Start of Document text

La-Z-Boy was founded in 1927, has a market cap of $1.6 billion, and employs over 10,000.

The company operates through its Wholesale and Retail segments. The Wholesale segment manufactures and imports a range of upholstered and wooden furniture, distributing these products to La-Z-Boy Furniture Galleries, Comfort Studio locations, and other retailers. Meanwhile, the Retail segment sells these products directly to consumers through its own stores and e-commerce platform Joybird, which also specializes in custom upholstered furniture.

The stock has a Zacks Style Score of “A” in Value and Momentum. It sports a Style Score of “C” in Growth and has a Forward PE of 12.

Q1 Earnings

On June 17th, LZB reported a 40% EPS beat for Q4 earnings. The company saw earnings of $0.95 per share, just shy of last year's $0.99 per share. Similarly, revenues were $554 million, slightly below the $561 million reported in the same quarter last year.

While these y/y figures might suggest a slowdown, a deeper dive reveals a more robust underlying performance. A key factor to consider is the impact of the $300 million backlog in delivered sales from FY2023, which if adjusted for, places La-Z-Boy’s sales performance on par with the previous year. This adjustment underscores the company’s ability to maintain steady sales in a volatile market.

For the first quarter of Fiscal 2025, La-Z-Boy expects delivered sales between $475 million and $495 million, with a non-GAAP operating margin in the range of 6-7%. While the first quarter is typically the slowest due to seasonality and the company's annual plant shutdown, La-Z-Boy’s guidance reflects a disciplined approach to managing expectations and preparing for seasonal variations.

Looking forward, La-Z-Boy’s “Century Vision” strategy is poised to drive growth and strengthen its market position. The plan includes opening 12 to 15 new La-Z-Boy Furniture Galleries stores in the second half of Fiscal 2025, which is expected to boost sales and expand market reach.

Estimates Rising

Earnings estimates are trending higher since reporting EPS, with analysts focusing on earnings growth over the next year.

Over the last 7 days, estimates for the current quarter have gone up by only 3%, from $0.60 to $0.62.

However, for the current year analysts have taken numbers from $2.80 to $3.13. This is a 12% move higher over the last 7 days.

End of Document text

> **Required actions**
1/ List each category that the La-Z-Boy article gives a Zacks Style Score for, along with its grade.
2/ Write the next part of the La-Z-Boy article, picking up after its final sentence.
The rows after the La-Z-Boy article have nothing to do with this work.

Start of Records provided

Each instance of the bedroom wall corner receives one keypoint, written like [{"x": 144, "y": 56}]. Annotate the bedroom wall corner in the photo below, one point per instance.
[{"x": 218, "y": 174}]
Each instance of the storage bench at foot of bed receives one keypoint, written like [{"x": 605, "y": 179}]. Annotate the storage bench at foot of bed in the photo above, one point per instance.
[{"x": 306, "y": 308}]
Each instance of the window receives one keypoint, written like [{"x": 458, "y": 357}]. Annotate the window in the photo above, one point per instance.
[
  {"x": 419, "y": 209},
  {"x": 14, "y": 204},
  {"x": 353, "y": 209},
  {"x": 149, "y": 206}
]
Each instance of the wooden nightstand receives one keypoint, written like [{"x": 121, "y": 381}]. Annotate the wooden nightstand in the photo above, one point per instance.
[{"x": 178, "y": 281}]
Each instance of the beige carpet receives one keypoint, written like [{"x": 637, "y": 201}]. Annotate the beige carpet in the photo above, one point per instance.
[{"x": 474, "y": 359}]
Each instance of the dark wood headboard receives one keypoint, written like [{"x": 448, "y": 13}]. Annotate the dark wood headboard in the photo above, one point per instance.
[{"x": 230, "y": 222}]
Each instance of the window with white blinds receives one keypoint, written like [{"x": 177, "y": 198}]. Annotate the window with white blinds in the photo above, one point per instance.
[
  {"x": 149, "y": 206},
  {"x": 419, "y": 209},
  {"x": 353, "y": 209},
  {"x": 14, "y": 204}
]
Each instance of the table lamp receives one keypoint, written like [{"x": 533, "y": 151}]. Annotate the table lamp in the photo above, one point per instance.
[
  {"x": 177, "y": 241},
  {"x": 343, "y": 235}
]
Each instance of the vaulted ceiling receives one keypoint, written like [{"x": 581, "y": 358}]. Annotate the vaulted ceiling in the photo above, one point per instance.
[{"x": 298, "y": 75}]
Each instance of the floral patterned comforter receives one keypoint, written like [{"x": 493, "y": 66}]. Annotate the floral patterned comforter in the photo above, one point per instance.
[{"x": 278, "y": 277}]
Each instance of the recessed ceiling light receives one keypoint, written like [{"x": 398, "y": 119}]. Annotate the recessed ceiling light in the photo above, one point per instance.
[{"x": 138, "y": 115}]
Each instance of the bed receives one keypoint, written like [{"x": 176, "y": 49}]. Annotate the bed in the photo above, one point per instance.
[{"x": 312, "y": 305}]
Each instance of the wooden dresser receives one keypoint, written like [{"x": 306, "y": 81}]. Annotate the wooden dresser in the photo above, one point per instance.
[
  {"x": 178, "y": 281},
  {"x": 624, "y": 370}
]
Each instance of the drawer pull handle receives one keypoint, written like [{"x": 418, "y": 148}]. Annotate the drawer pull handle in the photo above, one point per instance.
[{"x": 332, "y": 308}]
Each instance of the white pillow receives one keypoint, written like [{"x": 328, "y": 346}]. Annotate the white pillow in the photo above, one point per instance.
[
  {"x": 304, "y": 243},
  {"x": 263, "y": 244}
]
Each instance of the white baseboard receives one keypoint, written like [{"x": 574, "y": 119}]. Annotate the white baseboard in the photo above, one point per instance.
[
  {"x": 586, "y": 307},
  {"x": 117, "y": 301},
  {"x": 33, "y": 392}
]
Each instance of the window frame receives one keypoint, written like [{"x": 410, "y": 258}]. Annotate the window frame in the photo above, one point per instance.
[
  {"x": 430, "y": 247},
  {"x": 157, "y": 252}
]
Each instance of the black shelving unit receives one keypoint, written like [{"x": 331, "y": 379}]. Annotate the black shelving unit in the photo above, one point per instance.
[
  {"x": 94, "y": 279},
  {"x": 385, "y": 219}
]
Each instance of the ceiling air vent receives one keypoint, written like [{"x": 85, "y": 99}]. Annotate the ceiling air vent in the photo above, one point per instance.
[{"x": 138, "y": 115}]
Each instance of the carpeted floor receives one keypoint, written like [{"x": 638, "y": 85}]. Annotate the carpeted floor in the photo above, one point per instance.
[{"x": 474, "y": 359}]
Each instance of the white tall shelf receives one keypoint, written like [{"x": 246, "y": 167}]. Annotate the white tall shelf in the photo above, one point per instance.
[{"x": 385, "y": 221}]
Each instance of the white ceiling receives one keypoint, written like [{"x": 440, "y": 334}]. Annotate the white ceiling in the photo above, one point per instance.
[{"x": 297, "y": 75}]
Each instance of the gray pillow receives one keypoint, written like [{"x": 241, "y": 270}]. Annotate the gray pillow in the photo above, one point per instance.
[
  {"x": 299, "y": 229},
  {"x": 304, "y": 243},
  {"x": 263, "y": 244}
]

End of Records provided

> **Outputs for the tasks**
1/
Value: A
Momentum: A
Growth: C

2/
For next year we see a similar trend, with estimates going up over 14% for that same timeframe, moving from $2.95 to $3.37.

The Technical Take

Before earnings the stock was trading near 2024 lows, clinging to the 200-day MA at $34. The earnings release brought in aggressive buying, taking the stock up to $41 overnight.

However, the stock has pulled back since that initial move, and investors should be watching for support levels to enter.

The halfway back mark, or 50% retracement from the earnings move is $37.25. The 61.8% retracement is $36.40, which is lined up with the 21-day MA.

Investors could eye the $36.40-$37 “buy zone” for entry points and risk a move below the 200-day MA at $34.50.

In Summary

La-Z-Boy’s strategic vision, combined with its operational resilience and market outperformance, makes it a compelling choice for investors. The company’s proactive approach to navigating industry challenges and its commitment to expanding its retail footprint position it well for future growth.

For investors seeking stability and potential growth in the home furnishings sector, La-Z-Boy represents a solid opportunity.

Bear of the Day:

Winnebago Industries is a Zacks Rank #5 (Strong Sell) that manufactures and sells recreation vehicles and marine products primarily for use in leisure travel and outdoor recreation activities.

The stock has taken another leg lower after an earnings report and is challenging 2023 lows. With earnings disappointing and estimates headed lower, investors should be cautious at current levels.

About the Company

Winnebago is headquartered in Eden Prairie, MN, and was founded in 1958. The company employs over 6,000 people and operates through three segments: Towable RV, Motorhome RV, and Marine.

WGO is valued at $1.5 billion and has a Forward PE of 12. The stock holds Zacks Style Scores of “A” in Value, but D in Momentum. The stock pays a dividend of 2.3%.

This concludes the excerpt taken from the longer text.